And so here is an extract from a homily for the Second Sunday of Advent which was written by Ælfric, perhaps the most skilful (and certainly the most prolific) writer of Old English prose. He lived in the second part of the tenth century (c.955-c.1010), when the close of the first millennium meant that thoughts of the end of the world were much on the mind.  This an extract from a longer homily, which you can read online in Old and Modern English here.  The Gospel for the Second Sunday of Advent was (and still is, in some churches) taken from Luke 21:25-33, which talks about the signs of the end of the world. Ælfric begins by discussing these signs, and tells his listeners that although they have seen some of the signs in their own times (wars, earthquakes, famines), others have not happened yet (unusual movements of the stars, the darkening of the sun and moon). But nonetheless, he says, the world will end one day. And then he says:

O, let not any believer who wishes to see God grieve for the world's end! They should grieve for the destruction of the world who have planted the root of their heart in the love of it, who do not seek the life to come, nor even believe in it; but truly, we, who know of all the joys of our heavenly homeland, should with one mind be hastening there. We ought to wish that we may swiftly travel there, and come there by the short way, because this world is afflicted with many sorrows, and made wretched by many evils.

- **Task objective**
Return the part of the passage on Ælfric's homily from "O, let not any" up to and including "by many evils.", copied word for word. The data after this point is separate material and has no connection to the passage on Ælfric's homily.

- **Available data**
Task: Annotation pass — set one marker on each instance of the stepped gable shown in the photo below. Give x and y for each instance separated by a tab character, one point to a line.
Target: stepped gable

- **Response**
O, let not any believer who wishes to see God grieve for the world's end! They should grieve for the destruction of the world who have planted the root of their heart in the love of it, who do not seek the life to come, nor even believe in it; but truly, we, who know of all the joys of our heavenly homeland, should with one mind be hastening there. We ought to wish that we may swiftly travel there, and come there by the short way, because this world is afflicted with many sorrows, and made wretched by many evils.